───── Teks yang diberikan ─────
A. Empirisme
Empirisme adalah salah
satu aliran dalam filosuf yang menekankan pengalaman dalam memperoleh
pengetahuan serta pengetahuan itu sendiri, dan mengecilkan peranan akal.
Istilah Empirisme diambil dari bahasa
yunani empiria yang berarti coba-coba
atau pengalaman. Aliran ini menegaskan bahwa pengetahuan manusia berdasarkan
pengalaman. Atau meminjam kata-kata John Locke, salah satu dedengkotnya…
“Manusia itu ibarat tabula rasa yang nantinya akan diwarnai oleh keadaan
eksternalnya”. Dan Empirisme adalah lawan Rasionalisme.
Filsafat empirisme tentang teori makna amat berdekatan
dengan aliran Positivisme Logis (logical positivisme) dan filsafat Ludwig
Wittegenstein, akan tetapi teori makna dan empirisme selalu harus dipahami
lewat penafsiran pengalaman.
───── Catatan tugas ini ─────
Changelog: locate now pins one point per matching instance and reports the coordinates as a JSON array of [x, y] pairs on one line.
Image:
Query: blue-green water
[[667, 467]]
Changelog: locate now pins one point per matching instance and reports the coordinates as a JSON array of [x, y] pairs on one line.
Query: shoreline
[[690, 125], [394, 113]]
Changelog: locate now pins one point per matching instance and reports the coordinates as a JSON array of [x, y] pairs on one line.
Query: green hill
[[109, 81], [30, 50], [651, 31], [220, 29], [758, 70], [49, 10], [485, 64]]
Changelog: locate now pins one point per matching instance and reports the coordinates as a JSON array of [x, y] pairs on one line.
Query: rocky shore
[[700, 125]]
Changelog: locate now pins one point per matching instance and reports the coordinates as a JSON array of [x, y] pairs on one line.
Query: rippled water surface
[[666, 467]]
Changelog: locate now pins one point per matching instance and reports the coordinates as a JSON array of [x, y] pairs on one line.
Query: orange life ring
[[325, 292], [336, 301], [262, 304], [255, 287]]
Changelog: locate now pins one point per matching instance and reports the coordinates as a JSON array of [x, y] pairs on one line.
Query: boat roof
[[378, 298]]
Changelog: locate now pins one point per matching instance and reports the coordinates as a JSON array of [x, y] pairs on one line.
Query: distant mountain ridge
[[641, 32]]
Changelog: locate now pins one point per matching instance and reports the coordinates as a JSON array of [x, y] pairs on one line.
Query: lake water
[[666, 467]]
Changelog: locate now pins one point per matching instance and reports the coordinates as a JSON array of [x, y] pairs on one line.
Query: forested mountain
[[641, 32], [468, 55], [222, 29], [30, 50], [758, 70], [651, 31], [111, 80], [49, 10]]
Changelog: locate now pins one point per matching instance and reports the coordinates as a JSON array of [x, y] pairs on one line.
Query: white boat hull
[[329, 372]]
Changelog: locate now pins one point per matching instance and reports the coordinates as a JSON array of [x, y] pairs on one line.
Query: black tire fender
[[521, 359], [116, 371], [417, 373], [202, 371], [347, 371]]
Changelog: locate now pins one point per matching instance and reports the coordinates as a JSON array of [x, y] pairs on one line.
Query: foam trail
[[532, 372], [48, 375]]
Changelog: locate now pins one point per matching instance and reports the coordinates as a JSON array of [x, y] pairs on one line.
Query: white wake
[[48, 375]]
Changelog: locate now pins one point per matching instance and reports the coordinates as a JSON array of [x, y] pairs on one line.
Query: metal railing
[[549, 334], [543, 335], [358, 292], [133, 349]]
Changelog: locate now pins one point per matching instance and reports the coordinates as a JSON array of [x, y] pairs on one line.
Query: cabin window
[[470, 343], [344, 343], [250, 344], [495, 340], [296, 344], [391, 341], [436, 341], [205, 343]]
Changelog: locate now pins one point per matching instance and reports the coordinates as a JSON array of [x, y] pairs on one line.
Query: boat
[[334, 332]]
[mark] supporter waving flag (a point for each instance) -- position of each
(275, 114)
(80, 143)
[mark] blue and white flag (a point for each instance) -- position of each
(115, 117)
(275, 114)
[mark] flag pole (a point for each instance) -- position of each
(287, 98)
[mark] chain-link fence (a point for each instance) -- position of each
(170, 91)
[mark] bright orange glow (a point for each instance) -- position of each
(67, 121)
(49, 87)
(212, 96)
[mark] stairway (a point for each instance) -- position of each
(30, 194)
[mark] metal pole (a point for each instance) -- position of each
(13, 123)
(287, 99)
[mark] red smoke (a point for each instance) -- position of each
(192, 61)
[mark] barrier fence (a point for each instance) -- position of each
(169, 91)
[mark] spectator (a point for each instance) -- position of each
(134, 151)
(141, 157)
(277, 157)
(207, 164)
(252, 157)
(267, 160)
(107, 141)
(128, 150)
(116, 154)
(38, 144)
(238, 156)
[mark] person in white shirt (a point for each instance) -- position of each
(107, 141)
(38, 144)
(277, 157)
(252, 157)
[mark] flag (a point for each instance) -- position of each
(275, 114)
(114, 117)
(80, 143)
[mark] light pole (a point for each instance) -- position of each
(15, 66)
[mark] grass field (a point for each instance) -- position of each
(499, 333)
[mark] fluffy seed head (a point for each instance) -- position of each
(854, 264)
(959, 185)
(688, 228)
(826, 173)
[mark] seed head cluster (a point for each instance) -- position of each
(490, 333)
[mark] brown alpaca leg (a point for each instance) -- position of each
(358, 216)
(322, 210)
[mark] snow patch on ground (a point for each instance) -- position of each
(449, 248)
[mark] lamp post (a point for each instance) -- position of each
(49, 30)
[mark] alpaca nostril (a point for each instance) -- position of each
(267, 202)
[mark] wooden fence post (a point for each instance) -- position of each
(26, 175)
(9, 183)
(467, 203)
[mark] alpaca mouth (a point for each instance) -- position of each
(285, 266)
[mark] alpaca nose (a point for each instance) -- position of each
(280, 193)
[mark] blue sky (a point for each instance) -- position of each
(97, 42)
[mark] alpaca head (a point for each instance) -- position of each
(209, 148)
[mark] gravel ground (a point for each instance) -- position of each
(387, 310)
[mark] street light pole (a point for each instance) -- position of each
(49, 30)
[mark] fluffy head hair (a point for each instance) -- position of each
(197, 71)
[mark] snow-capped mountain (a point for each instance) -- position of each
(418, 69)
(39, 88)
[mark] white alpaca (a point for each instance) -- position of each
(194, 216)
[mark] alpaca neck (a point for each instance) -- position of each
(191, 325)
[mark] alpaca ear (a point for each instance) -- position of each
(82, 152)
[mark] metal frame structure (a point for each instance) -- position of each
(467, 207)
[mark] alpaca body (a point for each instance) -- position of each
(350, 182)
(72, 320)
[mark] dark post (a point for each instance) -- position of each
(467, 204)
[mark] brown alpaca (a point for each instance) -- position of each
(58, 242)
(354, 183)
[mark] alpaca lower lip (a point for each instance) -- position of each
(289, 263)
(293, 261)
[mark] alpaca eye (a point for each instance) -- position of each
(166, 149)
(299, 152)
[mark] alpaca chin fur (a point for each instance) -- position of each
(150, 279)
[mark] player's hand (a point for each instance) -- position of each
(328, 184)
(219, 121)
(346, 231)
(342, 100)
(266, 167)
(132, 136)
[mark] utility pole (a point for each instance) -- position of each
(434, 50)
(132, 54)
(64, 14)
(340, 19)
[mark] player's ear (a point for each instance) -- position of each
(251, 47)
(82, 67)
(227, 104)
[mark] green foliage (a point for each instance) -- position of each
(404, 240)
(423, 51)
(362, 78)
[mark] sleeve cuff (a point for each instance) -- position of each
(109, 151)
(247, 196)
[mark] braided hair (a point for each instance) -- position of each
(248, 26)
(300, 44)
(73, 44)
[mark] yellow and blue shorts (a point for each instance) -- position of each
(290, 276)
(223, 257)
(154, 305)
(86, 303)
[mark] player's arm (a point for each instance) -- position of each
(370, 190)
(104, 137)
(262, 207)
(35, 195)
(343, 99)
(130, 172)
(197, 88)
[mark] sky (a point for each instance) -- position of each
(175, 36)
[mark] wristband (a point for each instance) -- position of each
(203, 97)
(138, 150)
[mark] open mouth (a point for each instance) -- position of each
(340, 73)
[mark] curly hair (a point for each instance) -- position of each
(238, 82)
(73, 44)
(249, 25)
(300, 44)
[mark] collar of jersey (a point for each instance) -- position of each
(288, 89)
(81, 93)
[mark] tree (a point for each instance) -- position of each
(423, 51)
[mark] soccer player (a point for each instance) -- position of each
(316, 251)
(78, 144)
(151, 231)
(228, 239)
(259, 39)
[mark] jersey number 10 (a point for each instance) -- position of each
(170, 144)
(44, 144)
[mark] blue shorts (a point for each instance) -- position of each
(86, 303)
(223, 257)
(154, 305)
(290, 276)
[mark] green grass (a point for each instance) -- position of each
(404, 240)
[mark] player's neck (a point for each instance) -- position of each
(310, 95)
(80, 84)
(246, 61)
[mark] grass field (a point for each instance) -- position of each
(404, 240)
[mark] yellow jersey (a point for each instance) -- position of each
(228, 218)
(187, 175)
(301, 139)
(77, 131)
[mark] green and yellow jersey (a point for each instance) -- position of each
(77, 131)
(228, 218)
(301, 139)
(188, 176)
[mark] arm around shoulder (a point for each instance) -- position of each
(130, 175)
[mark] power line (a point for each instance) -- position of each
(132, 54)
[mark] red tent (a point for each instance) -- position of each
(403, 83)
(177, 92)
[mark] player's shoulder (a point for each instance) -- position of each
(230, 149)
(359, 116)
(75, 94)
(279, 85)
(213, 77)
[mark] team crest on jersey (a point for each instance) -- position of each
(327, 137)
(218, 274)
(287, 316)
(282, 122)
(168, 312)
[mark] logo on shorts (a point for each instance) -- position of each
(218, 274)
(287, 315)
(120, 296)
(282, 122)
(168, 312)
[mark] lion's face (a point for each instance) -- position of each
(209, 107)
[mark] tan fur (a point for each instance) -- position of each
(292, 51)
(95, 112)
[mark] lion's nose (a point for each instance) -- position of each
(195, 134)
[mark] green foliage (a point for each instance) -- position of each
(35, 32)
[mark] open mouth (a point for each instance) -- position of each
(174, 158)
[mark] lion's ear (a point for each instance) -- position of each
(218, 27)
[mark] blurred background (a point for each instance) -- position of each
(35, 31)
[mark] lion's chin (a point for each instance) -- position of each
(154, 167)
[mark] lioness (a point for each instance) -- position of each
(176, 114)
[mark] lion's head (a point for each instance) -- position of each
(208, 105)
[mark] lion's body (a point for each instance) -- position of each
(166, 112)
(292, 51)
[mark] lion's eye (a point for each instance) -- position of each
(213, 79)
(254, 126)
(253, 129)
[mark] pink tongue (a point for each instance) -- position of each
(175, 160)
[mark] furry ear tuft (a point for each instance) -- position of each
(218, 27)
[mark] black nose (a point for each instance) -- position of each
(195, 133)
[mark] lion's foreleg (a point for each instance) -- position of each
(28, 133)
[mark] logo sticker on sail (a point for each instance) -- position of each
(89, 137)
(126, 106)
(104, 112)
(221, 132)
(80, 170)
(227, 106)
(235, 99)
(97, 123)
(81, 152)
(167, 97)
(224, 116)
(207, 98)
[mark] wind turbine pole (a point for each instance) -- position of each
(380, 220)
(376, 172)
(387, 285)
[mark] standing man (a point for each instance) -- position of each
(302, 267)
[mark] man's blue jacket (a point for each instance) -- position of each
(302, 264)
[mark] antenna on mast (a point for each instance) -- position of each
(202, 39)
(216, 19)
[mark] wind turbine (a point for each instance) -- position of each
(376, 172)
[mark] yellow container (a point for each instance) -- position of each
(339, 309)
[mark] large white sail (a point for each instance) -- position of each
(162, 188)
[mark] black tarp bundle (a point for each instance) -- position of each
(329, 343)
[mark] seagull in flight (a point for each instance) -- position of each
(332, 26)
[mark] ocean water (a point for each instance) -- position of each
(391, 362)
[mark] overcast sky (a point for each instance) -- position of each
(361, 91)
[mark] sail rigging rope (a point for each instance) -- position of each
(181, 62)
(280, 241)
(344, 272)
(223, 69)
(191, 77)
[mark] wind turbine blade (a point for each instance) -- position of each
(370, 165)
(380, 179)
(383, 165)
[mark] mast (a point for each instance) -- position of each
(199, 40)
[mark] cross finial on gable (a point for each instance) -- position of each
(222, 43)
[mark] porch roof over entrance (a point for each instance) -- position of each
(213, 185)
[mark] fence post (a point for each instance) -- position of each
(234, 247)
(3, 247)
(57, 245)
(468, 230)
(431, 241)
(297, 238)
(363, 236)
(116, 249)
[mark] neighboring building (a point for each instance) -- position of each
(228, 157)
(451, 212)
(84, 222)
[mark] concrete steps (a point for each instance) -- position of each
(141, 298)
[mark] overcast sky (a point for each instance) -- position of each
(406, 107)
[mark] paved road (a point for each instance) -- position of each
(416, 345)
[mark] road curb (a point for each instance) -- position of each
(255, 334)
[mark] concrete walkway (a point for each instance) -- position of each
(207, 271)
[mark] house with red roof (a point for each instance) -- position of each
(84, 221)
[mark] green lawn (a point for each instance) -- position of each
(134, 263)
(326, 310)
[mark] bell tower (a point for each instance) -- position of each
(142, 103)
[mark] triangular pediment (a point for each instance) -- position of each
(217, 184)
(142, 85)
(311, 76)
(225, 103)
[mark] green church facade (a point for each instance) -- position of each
─────
▸ **Tugas singkat A**
Bisakah Anda menyusun baris-baris catatan, mulai dari awal catatan hingga baris yang memuat "[[378, 298]]", sebagai daftar JSON berisi string, satu string untuk tiap baris, dengan kedua ujungnya disertakan dan baris kosong dilewati?
▸ **Tugas singkat B**
Bisakah Anda melanjutkan teks tentang empirisme mulai dari kalimat terakhirnya?

▸ **Jawaban tertulis A**
[
  "Changelog: locate now pins one point per matching instance and reports the coordinates as a JSON array of [x, y] pairs on one line.",
  "Image:",
  "Query: blue-green water",
  "[[667, 467]]",
  "Changelog: locate now pins one point per matching instance and reports the coordinates as a JSON array of [x, y] pairs on one line.",
  "Query: shoreline",
  "[[690, 125], [394, 113]]",
  "Changelog: locate now pins one point per matching instance and reports the coordinates as a JSON array of [x, y] pairs on one line.",
  "Query: green hill",
  "[[109, 81], [30, 50], [651, 31], [220, 29], [758, 70], [49, 10], [485, 64]]",
  "Changelog: locate now pins one point per matching instance and reports the coordinates as a JSON array of [x, y] pairs on one line.",
  "Query: rocky shore",
  "[[700, 125]]",
  "Changelog: locate now pins one point per matching instance and reports the coordinates as a JSON array of [x, y] pairs on one line.",
  "Query: rippled water surface",
  "[[666, 467]]",
  "Changelog: locate now pins one point per matching instance and reports the coordinates as a JSON array of [x, y] pairs on one line.",
  "Query: orange life ring",
  "[[325, 292], [336, 301], [262, 304], [255, 287]]",
  "Changelog: locate now pins one point per matching instance and reports the coordinates as a JSON array of [x, y] pairs on one line.",
  "Query: boat roof",
  "[[378, 298]]"
]

▸ **Jawaban tertulis B**
Filsafat empirisme dengan teori yang kedua, yaitu teori
pengetahuan, dapat diringkaskan sebagai berikut. Menurut orang rasionalis ada
beberapa kebenaran umum seperti setiap kejadian tentu mempunyai sebab, dan
kebenaran-kebenaran itu benar dengan sendirinya yang dikenal dengan istilah
kebenaran apriori yang diperoleh lewat intuisi rasional.
Diantara tokoh dan pengikut aliran empirisme adalah Francis
Bacon, Thomas Hobbes, John Locke, David Hume, George Barkeley, dan Herbert
Spencer.
1.
Francis Bacon (1210-1292 M)
Menurut Francis
Bacon bahwa pengetahuan yang sebenarnya adalah pengetahuan yang diterima orang
melalui persentuhan inderawi dengan dunia fakta. Pengalaman merupakan sumber
pengetahuan yang sejati. Pengetahuan haruslah dicapai dengan induksi.
2.
Thomas Hobbes (1588-1679 M)
Menurut Thomas
Hobbes berpendapat bahwa pengalamn inderawi sebagai permulaan segala
pengenalan, hanya sesuatu yang dapat disentuh dengan inderalah yang merupakan
kebenaran. Pengetahuan intelektual (rasio) tidak lain hanyalah merupakan
penggabungan data-data inderawi belaka.
3.
John Locke (1632-1704 M)
Ia adalah
filosuf Inggris yang banyak mempelajari agama Kristen. Ia menerima keraguan
sementara yang di ajarkan oleh Descartes, tetapi ia menolak intuisi yang
digunakan oleh Descartes, ia juga menolak metode deduktif Descartes dan
menggantinya dengan generalisasiberdasarkan pengalaman.
4.
David Hume (1711-1776 M)
Dalam
pemikiran David Hume yang memilih pengalaman sebagai sumber utama pengetahuan.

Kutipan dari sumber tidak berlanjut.